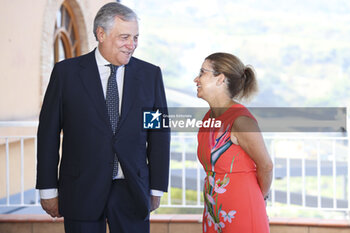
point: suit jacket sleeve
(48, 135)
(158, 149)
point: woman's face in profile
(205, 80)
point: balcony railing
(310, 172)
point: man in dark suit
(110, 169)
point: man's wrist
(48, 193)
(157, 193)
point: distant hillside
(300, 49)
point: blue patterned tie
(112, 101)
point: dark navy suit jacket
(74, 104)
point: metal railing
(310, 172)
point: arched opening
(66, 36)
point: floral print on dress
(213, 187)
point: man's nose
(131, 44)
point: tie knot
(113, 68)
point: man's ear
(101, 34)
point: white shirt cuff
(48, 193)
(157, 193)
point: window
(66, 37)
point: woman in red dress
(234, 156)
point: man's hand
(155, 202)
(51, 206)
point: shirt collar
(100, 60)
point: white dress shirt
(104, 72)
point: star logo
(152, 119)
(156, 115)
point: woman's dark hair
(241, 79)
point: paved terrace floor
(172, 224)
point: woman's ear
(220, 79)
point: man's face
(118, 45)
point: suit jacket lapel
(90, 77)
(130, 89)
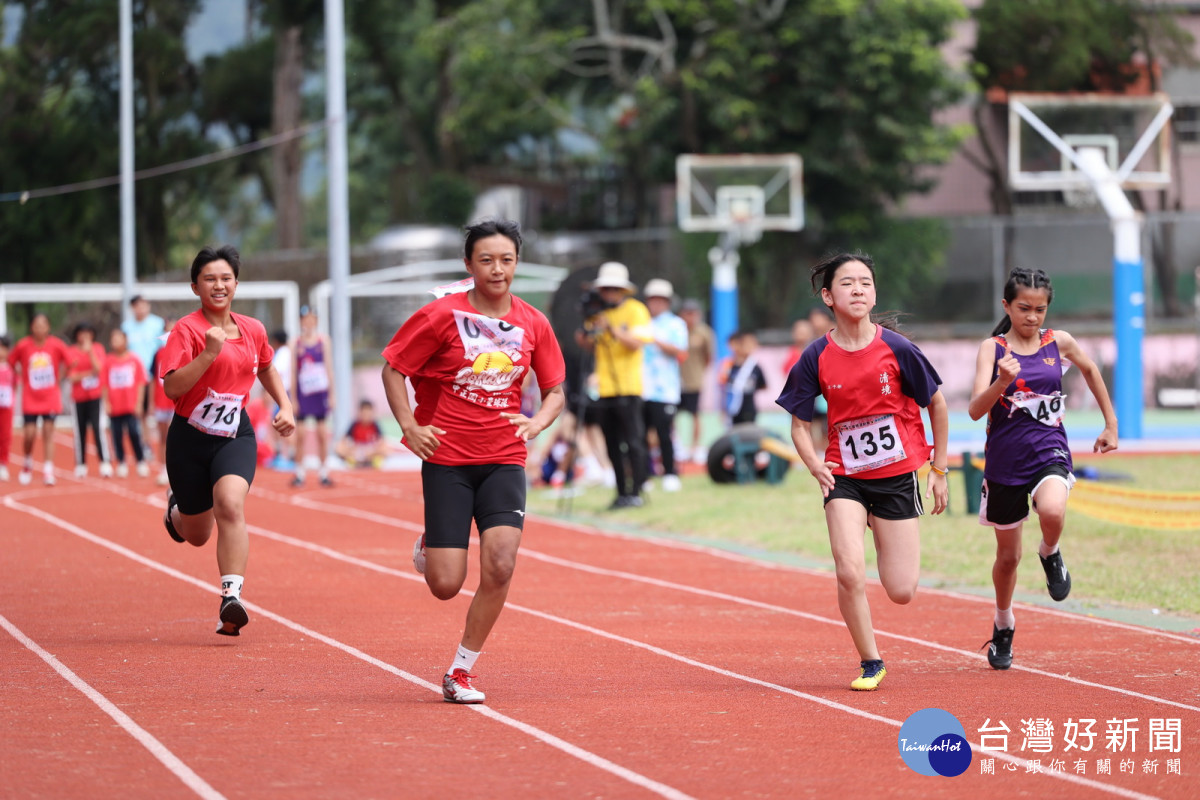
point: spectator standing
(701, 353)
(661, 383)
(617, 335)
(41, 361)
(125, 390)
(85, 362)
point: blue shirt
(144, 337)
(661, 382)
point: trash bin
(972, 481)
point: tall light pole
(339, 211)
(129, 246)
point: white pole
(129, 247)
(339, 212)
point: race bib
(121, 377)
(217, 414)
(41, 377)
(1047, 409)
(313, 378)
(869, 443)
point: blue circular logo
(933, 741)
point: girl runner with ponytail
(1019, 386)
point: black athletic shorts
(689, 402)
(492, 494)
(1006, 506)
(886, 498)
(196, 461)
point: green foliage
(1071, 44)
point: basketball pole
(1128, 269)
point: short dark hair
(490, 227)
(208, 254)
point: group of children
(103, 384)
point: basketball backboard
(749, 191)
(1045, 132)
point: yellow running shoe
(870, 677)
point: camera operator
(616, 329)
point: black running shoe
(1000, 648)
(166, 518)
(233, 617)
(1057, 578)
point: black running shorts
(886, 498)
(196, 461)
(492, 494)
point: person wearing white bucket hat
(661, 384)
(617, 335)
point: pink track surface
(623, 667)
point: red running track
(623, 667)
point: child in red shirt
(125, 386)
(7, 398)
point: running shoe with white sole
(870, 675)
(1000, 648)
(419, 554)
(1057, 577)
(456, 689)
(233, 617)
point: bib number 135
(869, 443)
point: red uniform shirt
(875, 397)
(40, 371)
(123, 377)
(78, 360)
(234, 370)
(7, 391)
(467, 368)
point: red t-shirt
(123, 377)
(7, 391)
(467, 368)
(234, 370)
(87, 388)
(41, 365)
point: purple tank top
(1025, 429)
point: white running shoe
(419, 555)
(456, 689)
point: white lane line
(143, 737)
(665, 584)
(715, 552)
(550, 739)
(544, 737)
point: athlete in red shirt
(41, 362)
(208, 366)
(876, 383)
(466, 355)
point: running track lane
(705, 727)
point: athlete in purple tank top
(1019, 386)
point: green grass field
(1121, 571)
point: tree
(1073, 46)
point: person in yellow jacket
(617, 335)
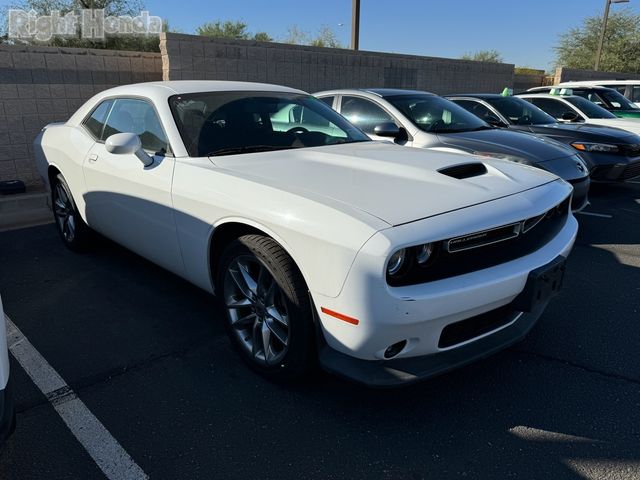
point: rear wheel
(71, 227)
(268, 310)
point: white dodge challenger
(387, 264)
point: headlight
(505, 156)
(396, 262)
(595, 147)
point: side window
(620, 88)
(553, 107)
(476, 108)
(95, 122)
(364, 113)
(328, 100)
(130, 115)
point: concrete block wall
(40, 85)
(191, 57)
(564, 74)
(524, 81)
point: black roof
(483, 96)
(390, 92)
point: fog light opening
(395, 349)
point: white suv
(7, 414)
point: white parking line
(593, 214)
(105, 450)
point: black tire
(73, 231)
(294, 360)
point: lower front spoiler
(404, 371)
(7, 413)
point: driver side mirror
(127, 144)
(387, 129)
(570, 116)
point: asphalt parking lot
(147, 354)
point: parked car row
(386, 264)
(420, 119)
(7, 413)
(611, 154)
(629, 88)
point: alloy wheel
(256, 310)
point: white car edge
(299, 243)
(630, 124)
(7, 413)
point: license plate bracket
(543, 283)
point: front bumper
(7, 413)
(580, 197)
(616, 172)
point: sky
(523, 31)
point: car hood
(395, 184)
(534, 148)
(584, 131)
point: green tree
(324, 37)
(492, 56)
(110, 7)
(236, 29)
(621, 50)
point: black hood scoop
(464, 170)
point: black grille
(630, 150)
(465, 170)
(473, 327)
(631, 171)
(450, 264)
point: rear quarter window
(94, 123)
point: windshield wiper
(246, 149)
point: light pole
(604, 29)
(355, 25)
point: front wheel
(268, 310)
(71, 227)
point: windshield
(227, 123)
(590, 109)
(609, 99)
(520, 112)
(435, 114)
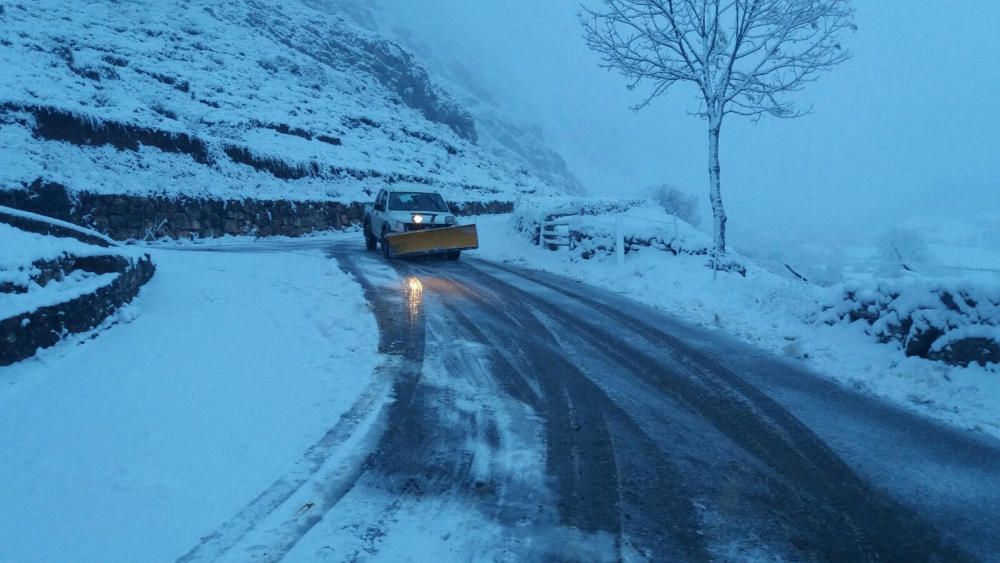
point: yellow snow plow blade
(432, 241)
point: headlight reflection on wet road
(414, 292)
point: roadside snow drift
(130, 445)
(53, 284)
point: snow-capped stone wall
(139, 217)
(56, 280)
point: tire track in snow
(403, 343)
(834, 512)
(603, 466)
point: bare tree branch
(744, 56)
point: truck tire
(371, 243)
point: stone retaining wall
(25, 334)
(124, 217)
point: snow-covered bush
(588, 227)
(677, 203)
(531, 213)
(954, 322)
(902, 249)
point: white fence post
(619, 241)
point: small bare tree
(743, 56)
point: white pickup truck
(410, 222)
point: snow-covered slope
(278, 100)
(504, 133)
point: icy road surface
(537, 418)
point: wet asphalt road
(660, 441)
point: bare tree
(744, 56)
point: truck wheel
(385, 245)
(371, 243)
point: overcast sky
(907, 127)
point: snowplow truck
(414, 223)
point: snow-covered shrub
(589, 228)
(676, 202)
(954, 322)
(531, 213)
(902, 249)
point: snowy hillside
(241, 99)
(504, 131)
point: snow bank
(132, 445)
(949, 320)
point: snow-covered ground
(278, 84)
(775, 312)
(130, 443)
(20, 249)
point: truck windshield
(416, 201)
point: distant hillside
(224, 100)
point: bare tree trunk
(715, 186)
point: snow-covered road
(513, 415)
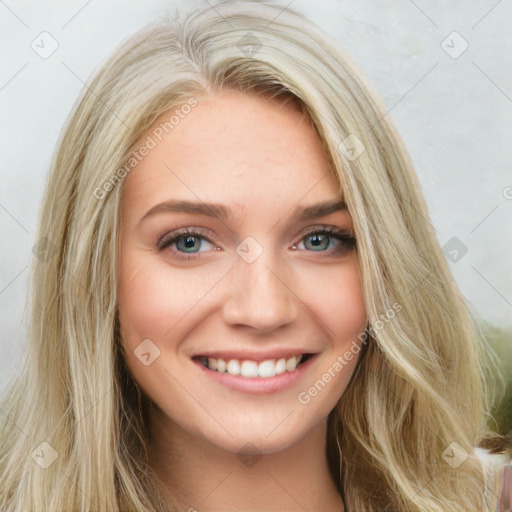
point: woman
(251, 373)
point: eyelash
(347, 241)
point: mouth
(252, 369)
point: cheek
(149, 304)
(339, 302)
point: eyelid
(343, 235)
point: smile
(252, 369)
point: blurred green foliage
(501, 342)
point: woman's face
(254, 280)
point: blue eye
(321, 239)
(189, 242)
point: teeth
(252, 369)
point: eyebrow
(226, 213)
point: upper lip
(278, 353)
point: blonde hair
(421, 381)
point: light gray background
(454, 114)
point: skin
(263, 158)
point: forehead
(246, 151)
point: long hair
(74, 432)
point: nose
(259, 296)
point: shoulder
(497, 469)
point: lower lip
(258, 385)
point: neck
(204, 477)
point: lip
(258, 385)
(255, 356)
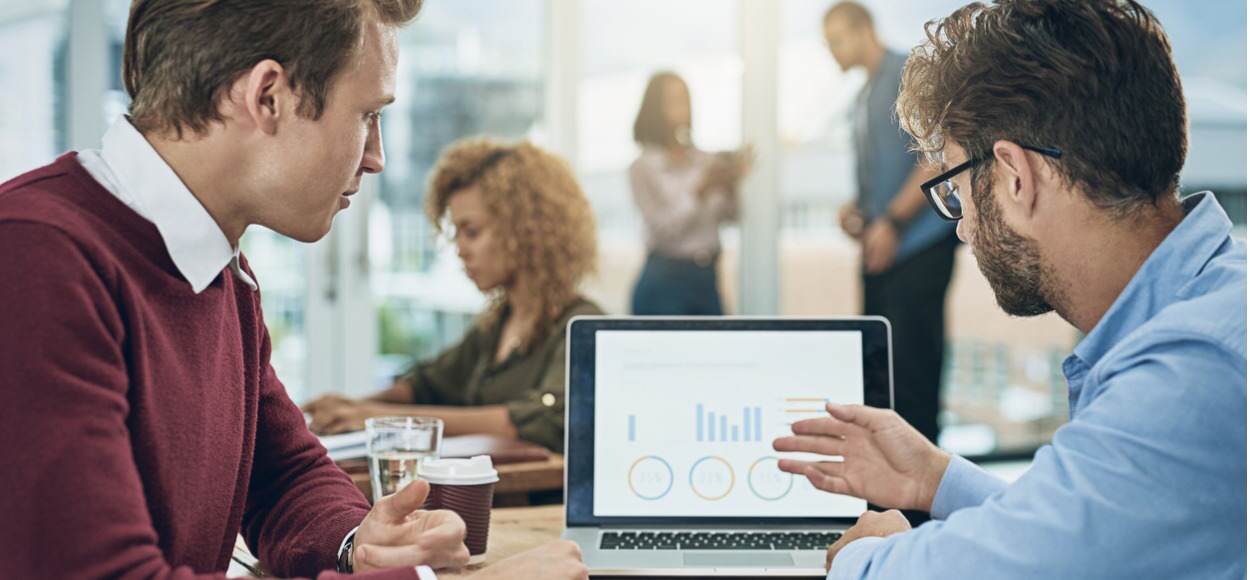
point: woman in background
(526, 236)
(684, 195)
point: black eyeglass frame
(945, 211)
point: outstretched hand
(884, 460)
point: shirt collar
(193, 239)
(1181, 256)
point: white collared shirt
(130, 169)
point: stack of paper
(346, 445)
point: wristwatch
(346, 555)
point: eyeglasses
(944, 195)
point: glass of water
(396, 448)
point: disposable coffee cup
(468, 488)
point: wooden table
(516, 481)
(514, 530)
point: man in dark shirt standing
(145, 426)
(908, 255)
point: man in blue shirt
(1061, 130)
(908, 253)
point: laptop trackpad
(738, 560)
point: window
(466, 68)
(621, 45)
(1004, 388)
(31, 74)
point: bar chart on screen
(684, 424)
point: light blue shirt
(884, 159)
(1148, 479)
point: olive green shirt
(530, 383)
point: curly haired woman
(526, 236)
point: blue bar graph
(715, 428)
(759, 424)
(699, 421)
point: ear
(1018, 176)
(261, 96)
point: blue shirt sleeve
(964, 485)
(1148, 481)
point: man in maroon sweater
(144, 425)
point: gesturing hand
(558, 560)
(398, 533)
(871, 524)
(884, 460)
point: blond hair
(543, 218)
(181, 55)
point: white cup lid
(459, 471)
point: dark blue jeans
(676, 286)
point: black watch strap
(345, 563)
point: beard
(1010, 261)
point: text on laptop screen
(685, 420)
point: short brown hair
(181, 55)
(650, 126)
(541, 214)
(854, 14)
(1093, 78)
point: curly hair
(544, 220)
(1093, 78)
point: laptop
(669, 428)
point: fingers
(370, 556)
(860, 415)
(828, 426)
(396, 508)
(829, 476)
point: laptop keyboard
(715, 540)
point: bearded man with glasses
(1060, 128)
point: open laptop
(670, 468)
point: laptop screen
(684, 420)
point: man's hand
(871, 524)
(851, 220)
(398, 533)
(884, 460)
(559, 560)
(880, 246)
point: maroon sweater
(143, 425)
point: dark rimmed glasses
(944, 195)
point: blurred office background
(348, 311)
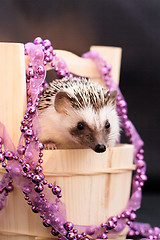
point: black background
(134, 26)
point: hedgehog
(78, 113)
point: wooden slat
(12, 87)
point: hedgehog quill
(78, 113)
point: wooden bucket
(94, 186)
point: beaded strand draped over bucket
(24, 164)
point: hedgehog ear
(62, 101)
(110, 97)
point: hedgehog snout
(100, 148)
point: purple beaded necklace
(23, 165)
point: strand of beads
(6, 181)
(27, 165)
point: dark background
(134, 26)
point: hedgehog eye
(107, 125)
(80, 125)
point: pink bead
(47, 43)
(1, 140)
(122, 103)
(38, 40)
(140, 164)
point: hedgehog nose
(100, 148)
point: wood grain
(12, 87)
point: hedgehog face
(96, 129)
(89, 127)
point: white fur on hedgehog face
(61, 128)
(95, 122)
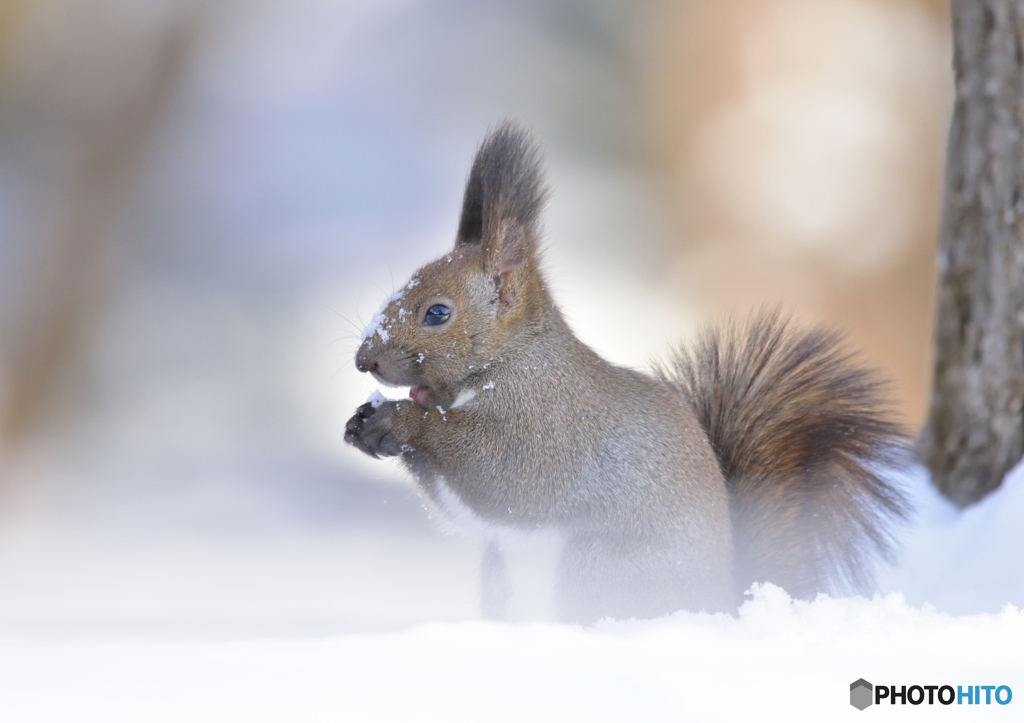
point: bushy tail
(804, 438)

WHAT TO PRODUCE: Copy the final portion of the records: every line from the one containing "point: man in dark shirt standing" through the last, word for word, without pictures.

EXPECTED OUTPUT:
point: man in dark shirt standing
(145, 426)
(908, 255)
point: man in blue shirt
(1061, 130)
(908, 253)
point: laptop trackpad
(738, 560)
point: window
(466, 68)
(621, 45)
(1004, 388)
(31, 74)
point: bar chart on screen
(684, 424)
point: light blue shirt
(884, 159)
(1148, 479)
point: olive green shirt
(530, 383)
point: curly haired woman
(526, 236)
point: blue bar graph
(715, 428)
(759, 424)
(699, 421)
point: ear
(1018, 176)
(261, 96)
point: blue shirt sleeve
(964, 485)
(1148, 481)
point: man in maroon sweater
(144, 425)
point: gesturing hand
(558, 560)
(398, 533)
(871, 524)
(884, 460)
point: blond hair
(543, 218)
(181, 55)
point: white cup lid
(459, 471)
point: dark blue jeans
(676, 286)
point: black watch strap
(345, 563)
point: beard
(1010, 261)
point: text on laptop screen
(685, 420)
point: short brown hair
(181, 55)
(650, 126)
(541, 214)
(854, 14)
(1093, 78)
point: curly hair
(544, 220)
(1093, 78)
point: laptop
(669, 428)
point: fingers
(370, 556)
(860, 415)
(828, 426)
(396, 508)
(829, 476)
point: laptop keyboard
(715, 540)
point: bearded man with glasses
(1060, 128)
point: open laptop
(670, 468)
point: laptop screen
(684, 420)
point: man's hand
(871, 524)
(851, 220)
(398, 533)
(884, 460)
(559, 560)
(880, 246)
point: maroon sweater
(143, 425)
point: dark rimmed glasses
(944, 195)
point: blurred office background
(348, 311)
point: black background
(134, 26)
point: hedgehog
(78, 113)
point: wooden slat
(12, 87)
point: hedgehog quill
(78, 113)
point: wooden bucket
(94, 186)
point: beaded strand draped over bucket
(24, 164)
point: hedgehog ear
(62, 101)
(110, 97)
point: hedgehog snout
(100, 148)
point: purple beaded necklace
(23, 165)
point: strand of beads
(6, 181)
(27, 165)
point: dark background
(134, 26)
point: hedgehog eye
(107, 125)
(80, 125)
point: pink bead
(47, 43)
(1, 140)
(122, 103)
(38, 40)
(140, 164)
point: hedgehog nose
(100, 148)
point: wood grain
(12, 87)
point: hedgehog face
(96, 129)
(89, 127)
point: white fur on hedgehog face
(61, 128)
(95, 122)
point: bushy tail
(804, 438)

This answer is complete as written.